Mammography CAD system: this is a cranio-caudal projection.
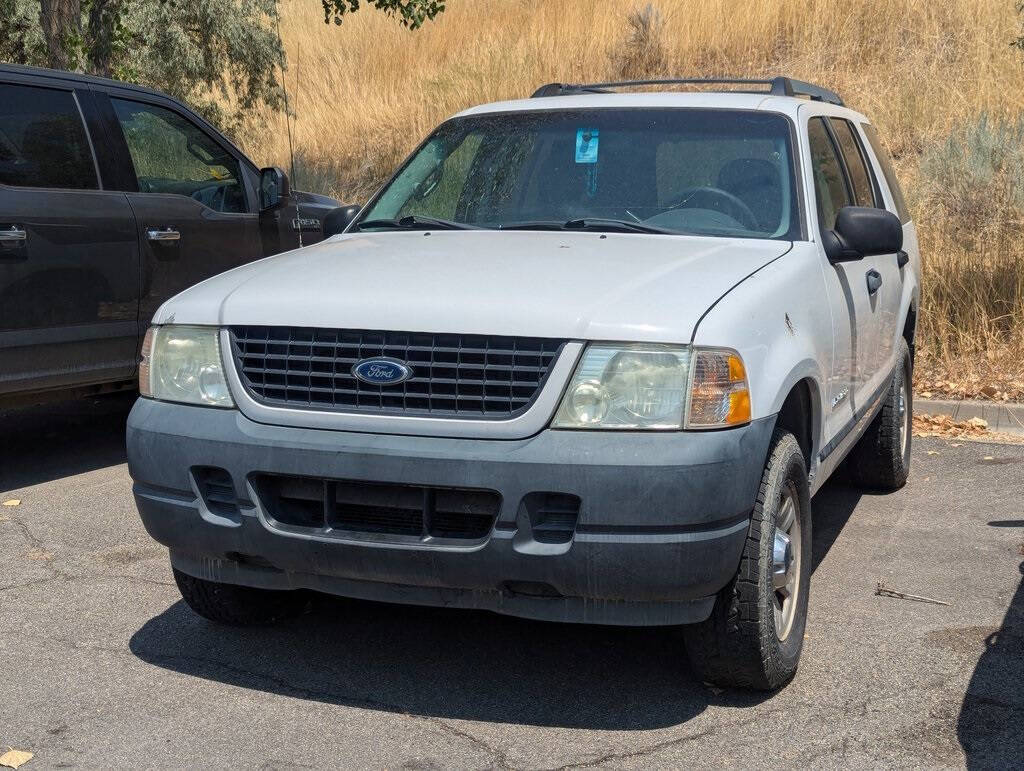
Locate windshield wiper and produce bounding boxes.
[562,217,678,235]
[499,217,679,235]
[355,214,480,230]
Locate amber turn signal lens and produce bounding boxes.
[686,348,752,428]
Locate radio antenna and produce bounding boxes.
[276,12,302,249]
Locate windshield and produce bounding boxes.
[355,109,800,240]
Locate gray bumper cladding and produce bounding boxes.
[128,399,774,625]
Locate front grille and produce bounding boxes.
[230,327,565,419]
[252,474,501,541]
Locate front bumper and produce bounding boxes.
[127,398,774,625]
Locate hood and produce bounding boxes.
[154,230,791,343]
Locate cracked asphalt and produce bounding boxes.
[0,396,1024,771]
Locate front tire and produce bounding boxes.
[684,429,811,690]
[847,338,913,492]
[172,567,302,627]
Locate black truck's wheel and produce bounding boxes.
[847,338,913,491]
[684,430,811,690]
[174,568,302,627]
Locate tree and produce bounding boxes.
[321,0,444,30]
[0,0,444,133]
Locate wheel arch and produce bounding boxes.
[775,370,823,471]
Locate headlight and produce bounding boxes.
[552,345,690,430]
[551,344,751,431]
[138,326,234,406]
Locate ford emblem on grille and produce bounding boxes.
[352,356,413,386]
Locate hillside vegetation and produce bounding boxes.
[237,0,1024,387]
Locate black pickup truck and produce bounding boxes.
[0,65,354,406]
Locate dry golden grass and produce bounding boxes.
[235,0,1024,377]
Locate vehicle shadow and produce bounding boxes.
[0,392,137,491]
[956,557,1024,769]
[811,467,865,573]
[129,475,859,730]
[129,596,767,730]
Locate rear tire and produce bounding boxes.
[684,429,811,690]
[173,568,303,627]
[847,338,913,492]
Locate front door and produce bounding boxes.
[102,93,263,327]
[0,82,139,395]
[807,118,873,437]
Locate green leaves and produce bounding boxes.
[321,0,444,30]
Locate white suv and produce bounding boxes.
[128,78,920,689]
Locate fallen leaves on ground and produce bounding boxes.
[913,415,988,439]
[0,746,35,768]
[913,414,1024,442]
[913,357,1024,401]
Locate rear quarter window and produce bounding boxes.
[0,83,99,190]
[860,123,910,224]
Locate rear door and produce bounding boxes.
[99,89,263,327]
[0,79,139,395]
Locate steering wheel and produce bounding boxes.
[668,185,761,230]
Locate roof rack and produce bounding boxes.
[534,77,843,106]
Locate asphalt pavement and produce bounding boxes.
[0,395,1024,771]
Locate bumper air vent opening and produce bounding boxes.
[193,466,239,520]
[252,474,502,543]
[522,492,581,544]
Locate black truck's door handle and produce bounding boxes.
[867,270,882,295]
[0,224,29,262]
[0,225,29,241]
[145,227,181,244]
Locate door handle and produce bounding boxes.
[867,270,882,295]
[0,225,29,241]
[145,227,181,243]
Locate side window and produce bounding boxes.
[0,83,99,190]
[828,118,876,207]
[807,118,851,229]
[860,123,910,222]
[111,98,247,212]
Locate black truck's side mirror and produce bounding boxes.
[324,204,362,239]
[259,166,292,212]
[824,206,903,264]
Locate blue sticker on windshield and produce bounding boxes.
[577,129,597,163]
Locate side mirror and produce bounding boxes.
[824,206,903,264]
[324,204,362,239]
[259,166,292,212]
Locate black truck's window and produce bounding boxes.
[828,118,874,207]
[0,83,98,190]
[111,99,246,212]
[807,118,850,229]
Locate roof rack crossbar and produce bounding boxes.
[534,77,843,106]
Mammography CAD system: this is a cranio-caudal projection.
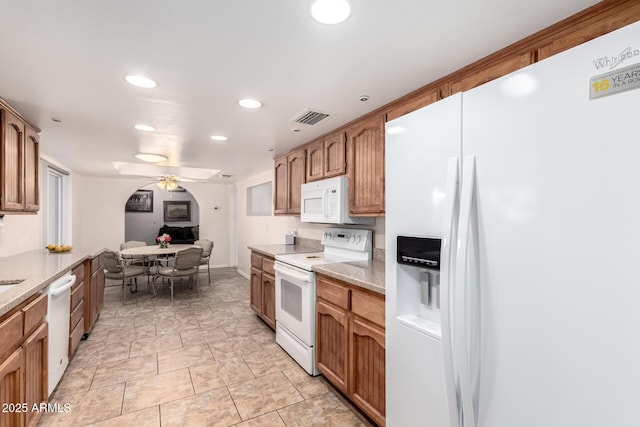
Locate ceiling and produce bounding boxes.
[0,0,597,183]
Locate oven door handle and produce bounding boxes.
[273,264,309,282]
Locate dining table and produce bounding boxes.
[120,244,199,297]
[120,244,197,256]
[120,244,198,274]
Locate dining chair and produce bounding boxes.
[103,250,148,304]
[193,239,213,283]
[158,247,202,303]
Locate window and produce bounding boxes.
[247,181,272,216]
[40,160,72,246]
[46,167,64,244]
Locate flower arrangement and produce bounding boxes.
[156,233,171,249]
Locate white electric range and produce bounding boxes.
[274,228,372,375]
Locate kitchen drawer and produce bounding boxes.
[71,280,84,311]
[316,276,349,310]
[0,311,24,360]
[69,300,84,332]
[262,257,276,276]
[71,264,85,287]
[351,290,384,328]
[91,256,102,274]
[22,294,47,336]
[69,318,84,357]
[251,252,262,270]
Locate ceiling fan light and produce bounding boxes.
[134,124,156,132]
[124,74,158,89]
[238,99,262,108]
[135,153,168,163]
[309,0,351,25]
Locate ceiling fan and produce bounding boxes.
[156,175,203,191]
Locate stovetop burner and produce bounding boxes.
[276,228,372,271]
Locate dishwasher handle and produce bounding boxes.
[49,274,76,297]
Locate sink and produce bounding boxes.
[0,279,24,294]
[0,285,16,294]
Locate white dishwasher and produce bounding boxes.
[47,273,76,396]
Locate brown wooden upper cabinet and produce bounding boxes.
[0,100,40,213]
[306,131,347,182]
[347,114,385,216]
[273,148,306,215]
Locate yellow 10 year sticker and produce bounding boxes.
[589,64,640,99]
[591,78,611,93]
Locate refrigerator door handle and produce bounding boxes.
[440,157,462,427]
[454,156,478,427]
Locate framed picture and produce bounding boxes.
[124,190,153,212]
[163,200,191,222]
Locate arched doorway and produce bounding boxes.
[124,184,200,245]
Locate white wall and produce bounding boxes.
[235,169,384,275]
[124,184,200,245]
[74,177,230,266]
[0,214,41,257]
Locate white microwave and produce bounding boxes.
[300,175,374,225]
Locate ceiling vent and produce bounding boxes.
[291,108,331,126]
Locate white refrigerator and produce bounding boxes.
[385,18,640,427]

◆ ◆ ◆ ◆ ◆ ◆ ◆

● **Short problem**:
Please retype every row above word for word, and leave the pictures out of your copy.

● **Result**:
Mammography CAD system: this is a cranio-caudal projection.
Locate windshield wiper and produce bounding boxes.
[562,217,678,235]
[499,217,679,235]
[355,214,480,230]
Locate amber turn signal lens and produce bounding boxes.
[686,348,752,428]
Locate radio antenna and produce bounding boxes.
[276,12,302,249]
Locate windshield and produce bounding boxes.
[355,109,800,240]
Locate gray bumper cladding and produce bounding boxes.
[128,399,774,625]
Locate front grille and produce bounding boxes.
[230,327,565,419]
[252,474,501,541]
Locate front bumper and produce bounding boxes.
[127,398,774,625]
Locate hood and produce bounding boxes.
[154,230,791,343]
Locate cracked asphalt and produce bounding boxes.
[0,396,1024,771]
Locate front tire and produce bounding boxes.
[684,429,811,690]
[847,338,913,492]
[172,567,302,627]
Locate black truck's wheel and produce bounding boxes.
[847,338,913,491]
[684,430,811,690]
[174,568,302,627]
Locate tree and produce bounding boxes.
[321,0,444,30]
[0,0,444,133]
Locate wheel arch and produce bounding boxes.
[775,370,823,471]
Locate headlight and produce bounding boxes.
[552,345,690,430]
[551,344,751,431]
[138,326,234,406]
Locate ford emblem on grille and produce bounding boxes.
[352,356,413,386]
Locate hillside vegetation and produce bounding boxes.
[237,0,1024,387]
Locate black pickup truck and produce bounding boxes.
[0,65,354,406]
Locate dry golden grass and produce bounding boxes.
[235,0,1024,377]
Locate vehicle shadow and produce bounding boxes.
[0,392,137,491]
[956,557,1024,769]
[811,467,865,573]
[129,475,859,730]
[129,596,767,730]
Locate rear tire and produce bounding boxes.
[684,429,811,690]
[173,568,303,627]
[847,338,913,492]
Locate front door and produce bounding boxes.
[102,93,263,327]
[0,82,139,395]
[807,118,873,437]
Locate green leaves and produce bounding boxes.
[321,0,444,30]
Locate white suv and produce bounding boxes.
[128,78,920,689]
Locate fallen leaves on ground and produce bounding boxes.
[913,415,988,439]
[0,746,35,768]
[913,414,1024,442]
[913,357,1024,401]
Locate rear quarter window and produce bounding boxes.
[0,83,99,190]
[860,123,910,224]
Locate rear door and produce bounding boxes.
[99,89,263,327]
[0,79,139,395]
Locate steering wheel and produce bounding boxes.
[668,185,761,230]
Locate roof rack and produce bounding boxes.
[534,77,843,106]
Locate asphalt pavement and produce bounding boxes.
[0,395,1024,771]
Locate bumper air vent opening and produce bounding boxes.
[193,466,239,520]
[252,474,502,543]
[522,492,581,544]
Locate black truck's door handle and produce bounding boxes.
[867,270,882,295]
[0,224,29,262]
[0,225,29,241]
[145,227,181,244]
Locate door handle and produce bounding boxes.
[867,270,882,295]
[0,225,29,241]
[145,227,181,243]
Locate side window and produce bounding boxes.
[0,83,99,190]
[828,118,876,207]
[807,118,851,229]
[860,123,910,222]
[111,98,247,212]
Locate black truck's side mirror and produce bounding boxes.
[324,204,362,239]
[259,166,292,212]
[824,206,903,264]
Locate blue sticker on windshield and produce bounding boxes.
[577,129,597,163]
Locate side mirror and produce bounding boxes.
[824,206,903,264]
[324,204,362,239]
[259,166,292,212]
Locate black truck's window and produce bounding boxes.
[828,118,874,207]
[0,83,98,190]
[111,99,246,212]
[807,118,850,229]
Locate roof rack crossbar and produce bounding boxes.
[534,77,843,106]
Mammography CAD system: this is a cranio-caudal projection.
Locate ceiling and produce bounding boxes.
[0,0,597,183]
Locate oven door handle and produce bounding boxes.
[273,264,309,282]
Locate dining table and produce bounding boxes.
[120,244,199,297]
[120,244,197,256]
[120,244,198,274]
Locate dining chair and produce bounding boxes.
[103,250,148,304]
[193,239,213,283]
[158,247,202,303]
Locate window and produce bounding boxes.
[247,181,272,216]
[40,160,72,246]
[46,167,64,244]
Locate flower arrangement and produce bounding boxes.
[156,233,171,249]
Locate white electric range and produce bounding boxes.
[274,228,372,375]
Locate kitchen drawer and produce bounding boxes.
[71,280,84,311]
[316,276,349,310]
[0,311,24,360]
[69,300,84,332]
[262,257,276,276]
[71,264,85,287]
[351,290,384,328]
[91,256,102,274]
[22,294,47,336]
[69,318,84,357]
[251,252,262,270]
Locate ceiling fan light and produce bounding boxes.
[134,124,156,132]
[124,74,158,89]
[238,99,262,108]
[135,153,168,163]
[309,0,351,25]
Locate ceiling fan and produce bounding boxes.
[156,175,203,191]
Locate stovetop burner and produce bounding boxes.
[276,228,372,271]
Locate dishwasher handle and produce bounding boxes.
[49,274,76,297]
Locate sink and produce bounding boxes.
[0,279,24,294]
[0,285,16,294]
Locate white dishwasher and produce bounding boxes.
[47,273,76,396]
Locate brown wooden upper cabinet and produce bounding boxes.
[0,100,40,213]
[306,131,347,182]
[347,114,385,216]
[273,148,306,215]
Locate yellow 10 year sticker and produce bounding boxes.
[589,64,640,99]
[591,78,611,93]
Locate refrigerator door handle and produce bounding boxes.
[440,157,462,427]
[454,156,478,427]
Locate framed picture and produce bounding boxes.
[124,190,153,212]
[163,200,191,222]
Locate arched doorway and produce bounding boxes.
[124,184,200,245]
Locate white wall and produce bounding boxes.
[235,169,384,275]
[124,184,200,245]
[74,177,230,266]
[0,214,41,257]
Locate white microwave and produce bounding boxes.
[300,175,374,225]
Locate ceiling vent and produce bounding boxes.
[291,108,331,126]
Locate white refrigerator and produce bounding boxes.
[385,18,640,427]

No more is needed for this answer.